GOAL OF THE EXERCISE: The records should be repeated word for word, pictures excluded.
----
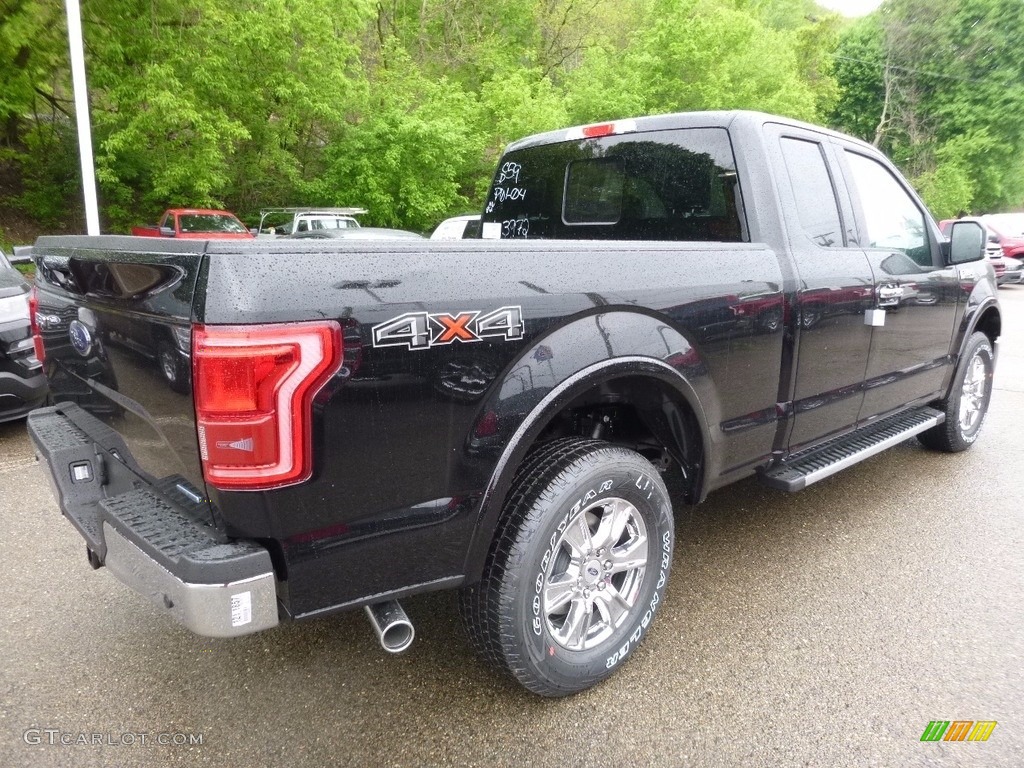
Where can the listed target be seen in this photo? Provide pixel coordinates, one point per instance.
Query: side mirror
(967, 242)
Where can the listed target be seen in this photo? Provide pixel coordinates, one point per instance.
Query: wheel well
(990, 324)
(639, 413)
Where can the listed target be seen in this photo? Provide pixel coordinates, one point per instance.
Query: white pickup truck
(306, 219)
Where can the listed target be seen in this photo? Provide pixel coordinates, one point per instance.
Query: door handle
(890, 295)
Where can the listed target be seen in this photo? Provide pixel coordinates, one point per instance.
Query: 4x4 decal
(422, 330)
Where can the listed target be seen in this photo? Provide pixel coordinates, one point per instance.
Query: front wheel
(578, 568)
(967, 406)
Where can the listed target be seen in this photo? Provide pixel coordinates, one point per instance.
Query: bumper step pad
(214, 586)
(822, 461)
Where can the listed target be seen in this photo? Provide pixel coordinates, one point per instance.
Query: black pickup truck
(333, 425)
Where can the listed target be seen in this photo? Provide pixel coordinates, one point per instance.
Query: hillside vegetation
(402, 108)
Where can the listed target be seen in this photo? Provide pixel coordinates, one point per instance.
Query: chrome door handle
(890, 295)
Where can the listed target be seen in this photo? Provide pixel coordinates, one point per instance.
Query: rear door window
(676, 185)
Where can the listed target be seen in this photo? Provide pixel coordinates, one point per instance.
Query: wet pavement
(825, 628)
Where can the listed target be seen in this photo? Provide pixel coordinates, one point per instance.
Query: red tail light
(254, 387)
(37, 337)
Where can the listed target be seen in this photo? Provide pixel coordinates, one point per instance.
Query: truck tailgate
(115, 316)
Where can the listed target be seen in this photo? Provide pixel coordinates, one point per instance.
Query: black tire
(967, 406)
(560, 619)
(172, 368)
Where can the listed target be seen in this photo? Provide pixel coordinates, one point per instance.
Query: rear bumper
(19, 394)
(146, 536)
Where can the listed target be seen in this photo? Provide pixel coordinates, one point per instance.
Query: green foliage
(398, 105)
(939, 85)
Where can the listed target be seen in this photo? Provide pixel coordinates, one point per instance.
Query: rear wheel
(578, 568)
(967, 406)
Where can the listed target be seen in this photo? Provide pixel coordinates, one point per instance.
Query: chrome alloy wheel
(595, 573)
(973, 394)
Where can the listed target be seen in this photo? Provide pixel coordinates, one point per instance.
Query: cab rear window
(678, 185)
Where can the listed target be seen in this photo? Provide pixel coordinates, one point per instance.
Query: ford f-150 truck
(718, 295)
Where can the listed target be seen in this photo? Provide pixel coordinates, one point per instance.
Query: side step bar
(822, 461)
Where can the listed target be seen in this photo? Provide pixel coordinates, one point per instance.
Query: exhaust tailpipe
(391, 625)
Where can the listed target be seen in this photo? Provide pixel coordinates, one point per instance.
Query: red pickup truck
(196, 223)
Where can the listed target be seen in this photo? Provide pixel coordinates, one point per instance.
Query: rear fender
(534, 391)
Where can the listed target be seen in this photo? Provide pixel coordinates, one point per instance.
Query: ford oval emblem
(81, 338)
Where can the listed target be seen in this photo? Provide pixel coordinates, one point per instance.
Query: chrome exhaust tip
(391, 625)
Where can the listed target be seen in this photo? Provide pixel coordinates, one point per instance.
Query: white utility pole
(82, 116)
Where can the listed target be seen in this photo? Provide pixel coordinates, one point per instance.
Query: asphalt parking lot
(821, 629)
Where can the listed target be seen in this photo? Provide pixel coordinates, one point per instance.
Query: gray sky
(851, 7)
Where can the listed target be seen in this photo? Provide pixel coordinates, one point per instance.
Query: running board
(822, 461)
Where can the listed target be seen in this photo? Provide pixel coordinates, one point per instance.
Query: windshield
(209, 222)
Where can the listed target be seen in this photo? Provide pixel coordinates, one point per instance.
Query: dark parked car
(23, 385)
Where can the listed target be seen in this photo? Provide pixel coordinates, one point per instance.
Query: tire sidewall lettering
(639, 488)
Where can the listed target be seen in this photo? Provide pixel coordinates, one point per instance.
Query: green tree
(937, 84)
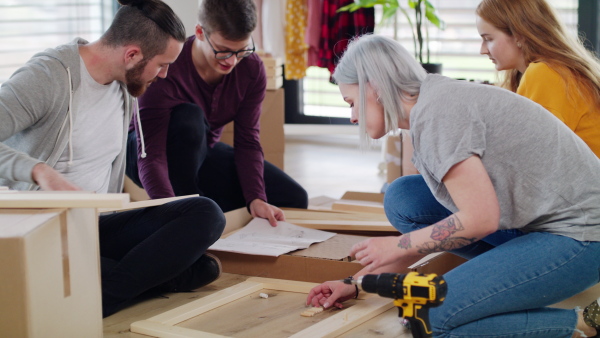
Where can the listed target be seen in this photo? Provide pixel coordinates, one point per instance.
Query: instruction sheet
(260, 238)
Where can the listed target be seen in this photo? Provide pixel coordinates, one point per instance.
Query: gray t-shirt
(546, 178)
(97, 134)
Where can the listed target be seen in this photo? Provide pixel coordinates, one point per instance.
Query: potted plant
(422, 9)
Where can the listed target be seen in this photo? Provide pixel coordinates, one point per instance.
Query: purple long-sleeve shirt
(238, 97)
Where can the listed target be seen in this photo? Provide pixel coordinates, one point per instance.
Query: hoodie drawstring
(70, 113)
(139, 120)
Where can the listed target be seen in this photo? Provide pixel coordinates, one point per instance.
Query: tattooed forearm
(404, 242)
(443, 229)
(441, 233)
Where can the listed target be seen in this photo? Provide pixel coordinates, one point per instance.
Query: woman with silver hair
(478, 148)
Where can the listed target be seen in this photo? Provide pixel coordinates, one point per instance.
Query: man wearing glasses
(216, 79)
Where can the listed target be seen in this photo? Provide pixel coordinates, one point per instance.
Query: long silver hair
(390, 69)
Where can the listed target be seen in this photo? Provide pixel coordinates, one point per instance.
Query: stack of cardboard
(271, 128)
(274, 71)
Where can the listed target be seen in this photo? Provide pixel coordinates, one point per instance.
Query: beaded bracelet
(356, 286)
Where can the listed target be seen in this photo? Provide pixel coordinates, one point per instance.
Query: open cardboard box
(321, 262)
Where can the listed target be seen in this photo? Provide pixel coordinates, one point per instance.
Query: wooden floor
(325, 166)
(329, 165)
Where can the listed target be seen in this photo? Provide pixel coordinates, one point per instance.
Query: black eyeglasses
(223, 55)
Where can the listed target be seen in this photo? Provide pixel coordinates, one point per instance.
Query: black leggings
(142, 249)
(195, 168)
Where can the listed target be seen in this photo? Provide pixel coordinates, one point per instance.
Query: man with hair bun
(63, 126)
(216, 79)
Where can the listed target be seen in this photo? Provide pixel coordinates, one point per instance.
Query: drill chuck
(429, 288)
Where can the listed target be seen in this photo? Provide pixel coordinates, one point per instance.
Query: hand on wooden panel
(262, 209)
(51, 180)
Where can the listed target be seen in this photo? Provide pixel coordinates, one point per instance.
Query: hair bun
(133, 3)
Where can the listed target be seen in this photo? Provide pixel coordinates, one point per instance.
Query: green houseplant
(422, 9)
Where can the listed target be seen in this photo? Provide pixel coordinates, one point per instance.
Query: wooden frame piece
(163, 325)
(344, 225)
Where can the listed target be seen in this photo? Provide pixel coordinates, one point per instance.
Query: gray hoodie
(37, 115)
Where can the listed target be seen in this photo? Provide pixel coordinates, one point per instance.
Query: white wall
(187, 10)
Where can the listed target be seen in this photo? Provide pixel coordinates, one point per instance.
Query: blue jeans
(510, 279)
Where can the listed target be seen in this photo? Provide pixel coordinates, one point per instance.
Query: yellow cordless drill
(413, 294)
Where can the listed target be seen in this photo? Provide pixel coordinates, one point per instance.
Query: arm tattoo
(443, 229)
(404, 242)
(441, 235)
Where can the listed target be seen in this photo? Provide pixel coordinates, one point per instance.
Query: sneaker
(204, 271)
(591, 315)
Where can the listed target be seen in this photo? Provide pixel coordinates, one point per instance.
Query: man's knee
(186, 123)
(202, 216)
----
WRITTEN REPLY:
Where can the listed target be seen in this photo? Provide pixel coordinates, one point per instance.
Query: side mirror
(967, 242)
Where can the listed target be seen in this photo? Provide pixel coordinates, one point per instance.
Query: wheel well
(990, 324)
(639, 413)
Where can the listed target be seen in this photo? Provide pixel coordinates, one point per instance.
Query: white pickup truck
(306, 219)
Where can the listed target be seen in this photo? Provide pixel coordinates, one point per instance.
Query: door handle
(890, 295)
Where can the listed target be seen in this photo? Provide pixel coordinates, one point per instance.
Query: 4x4 decal
(422, 330)
Where can the listed target be seen in this photo? Provide pixel coordinates, one point per instance.
Query: front wheel
(578, 568)
(967, 406)
Where can the listed target be seen in this photo? Provide pixel coordinates, one point per instance.
Query: bumper step pad
(214, 586)
(822, 461)
Where can the listed target be seen in this photo? Provide pixel coordinates, one point per instance.
Query: black pickup truck
(333, 425)
Where can the listed target be seen in this photo? Provide pixel coordinates, one point per instance.
Query: hillside vegetation
(402, 108)
Where can the listed target be seen in this photo? Provide pixel coordinates, one point per instance.
Query: chrome door handle
(890, 295)
Where can the listed target be seen in this photo? Provide pixel coordinates, one point per instance.
Query: rear door window
(676, 185)
Where can the listed target be seen in this photo? Provide pixel coordinates, one point per instance.
Query: wet pavement
(825, 628)
Where can the listed target be seen in this photo? Provide pixel coordinates, one point per instance.
Query: red tail light
(254, 387)
(37, 337)
Where can the listed target be seen in this photo? Provide pixel coordinates, one point per instance.
Query: truck tailgate
(115, 316)
Where can the listed target be seen in this photo? Provide pixel coordinates, one point per instance.
Query: black tire
(967, 406)
(560, 619)
(172, 368)
Where can the listed target be seen in this photo? Provide pixel coordinates, one point per instance.
Query: rear bumper
(19, 394)
(146, 536)
Where can the listed target be seen in this photo? Provide pixel coordinates, one point per instance.
Query: green foliage
(398, 105)
(939, 85)
Where can the listed target be seen in this photo? Provide pixel coordinates, one point per instance.
Query: rear wheel
(578, 568)
(967, 406)
Where can the listed target be seen in this photo? Provide pixel coordinates, one point per instance.
Query: chrome alloy wheel
(595, 573)
(973, 394)
Where can the listed target be seen in this photo? Provide pixel coordinates, one point per instance.
Query: cab rear window
(678, 185)
Where can the listed target be seen in this photo? Provide pixel coordinates, one point per instance.
Query: ford f-150 truck
(718, 295)
Where can the listed target be seen in this photo? Provide pixel coordinates, one point per instance.
Query: side step bar
(822, 461)
Where can the listed target be seen in this photo? Provide pixel coordinates, one point per instance.
Query: exhaust tailpipe
(391, 625)
Where can the listed target be seen in this photo? Provide pixel coordinates, one point per instance.
Query: red pickup truck
(196, 223)
Where can the listed target be seen in this photo? Provide pixel coordinates, one point per instance.
Query: rear fender
(534, 391)
Where can the listed target be seen in this photo? Provide pixel coordinates, one point per instance.
Query: ford oval emblem
(81, 338)
Where can the listed target be seen in this photo? Provide pixel coordinates, one point per instance.
Query: chrome exhaust tip
(391, 625)
Where can the listed target be seen in this photo? Provide pixel coordinates, one point per instance.
Query: white utility pole
(82, 116)
Where can the listed target be seen in this photo? Provide pixel coordinates, one point per instance.
Query: asphalt parking lot
(821, 629)
Where can the listed target be seen in this photo? Provide pixel coordinates, one point per instance.
Query: gray sky
(851, 7)
Where can the listed target be seen in this photo? Provide pixel coordinates, one point per instance.
Query: running board
(822, 461)
Where can the listed target be seen in this photo? Provide pixel coordinates, one point per instance.
Query: windshield
(209, 222)
Where can the listed target be seen in this photo? Provide pixel coordinates, one point per instance.
Query: dark parked car
(23, 385)
Where can the listed target be seen in this photo? Provide pixel coordinates, one point per instance.
Query: tire sidewall lettering
(639, 488)
Where can the listed target be seen in this photo? Provide pixel coordinates, one point per instance.
Query: green tree
(937, 84)
Where can the listed target be seen in this photo? Provide pixel coordinates, one point per instance.
Query: instruction sheet
(260, 238)
Where can the listed target be seen in this photo? Provide pixel coordinates, one point per instance.
Query: gray t-shirt
(546, 178)
(97, 134)
Where can the listed target be seen in this photo? Provide pixel coordinates, one point per instance.
Query: potted plant
(422, 9)
Where can the listed target be seen in this photo? Provide pixel coordinates, one point per instance.
Query: purple long-sleeve shirt
(238, 97)
Where can the listed target be seen in this photo? Provide pixel coordinates, one point per instance.
Query: hoodie drawstring
(70, 113)
(139, 120)
Where can the listed target be seen in this photo? Provide pixel coordinates, one point per instance.
Query: tattooed forearm
(404, 242)
(443, 229)
(441, 233)
Where can the listed target be seen in this photo? Provide pixel coordinates, one point per instance.
Query: woman with silver hair
(478, 148)
Where can the listed target be seen in this photo? Provide pixel coordinates, one point per instance.
Query: man wearing glasses
(216, 79)
Where can the listed target be seen in this photo? Provide pixel coordinates, one point per instance.
Query: long silver hair
(390, 69)
Where can the listed target be seen in this photo? Provide pixel coordinates, one point per instance.
Query: stack of cardboard
(271, 128)
(274, 71)
Where can the listed target be seen in this photo? Provide pixel coordinates, one point per instance.
Query: beaded bracelet
(356, 286)
Where can the listed target be seen in this photo? Provide pixel coordinates, one point per instance.
Query: open cardboard box
(321, 262)
Where can the listed target be seen in this photo? Provide pixel coordinates, one point per instance.
Query: wooden floor
(325, 166)
(329, 165)
Where can the listed target be seen in this photo? Provide pixel coordinates, one point per instance.
Query: black eyeglasses
(223, 55)
Where can the listed target be seen in this photo? Provide pixel coordinates, one point per instance.
Query: black leggings
(142, 249)
(195, 168)
Where can the listed target be seen in this photo? Provide pixel coordinates, one point per instance.
Query: man with hair bun
(63, 126)
(216, 79)
Where can the listed target be seen in this photo? Provide pixel coordinates, one point per instance.
Query: drill chuck
(429, 288)
Where can the listed target be seen in this photo? Provide pixel coordinates, one point per instance.
Query: hand on wooden panel
(262, 209)
(51, 180)
Where can the listed target be seen in this photo? Provide pixel coordinates, one point per instance.
Query: hair bun
(133, 3)
Where can the listed target be seen in this photo? Provide pixel coordinates, one point per instance.
Query: green houseplant
(422, 9)
Where can the listed target be seen in this photo? Provide pixel coordinates, one point per instance.
Query: wooden frame piece
(163, 325)
(344, 225)
Where can the listed target be seen in this photo? Provide pixel coordinates, one point per instance.
Query: gray hoodie
(37, 115)
Where can the listed target be seen in this photo? Provide pixel coordinates, one point per instance.
Query: white wall
(187, 10)
Where can the listed target be seen in this photo? Provide pixel coordinates, one point per instance.
Query: blue jeans
(510, 279)
Where can the listed target be seen in this photo? Provide pixel coordinates, one point per instance.
Query: yellow cordless drill
(413, 294)
Where can the listed target be seen in this photo? Provide pixel coordinates, one point per instance.
Query: arm tattoo
(443, 229)
(404, 242)
(441, 235)
Where can the listed target be seen in this photo? Provide pixel coordinates, one point per instance.
Query: sneaker
(204, 271)
(591, 315)
Where can the listed target be seen in this photo? Provide pixel coordinates, one point per instance.
Query: man's knee
(186, 123)
(202, 216)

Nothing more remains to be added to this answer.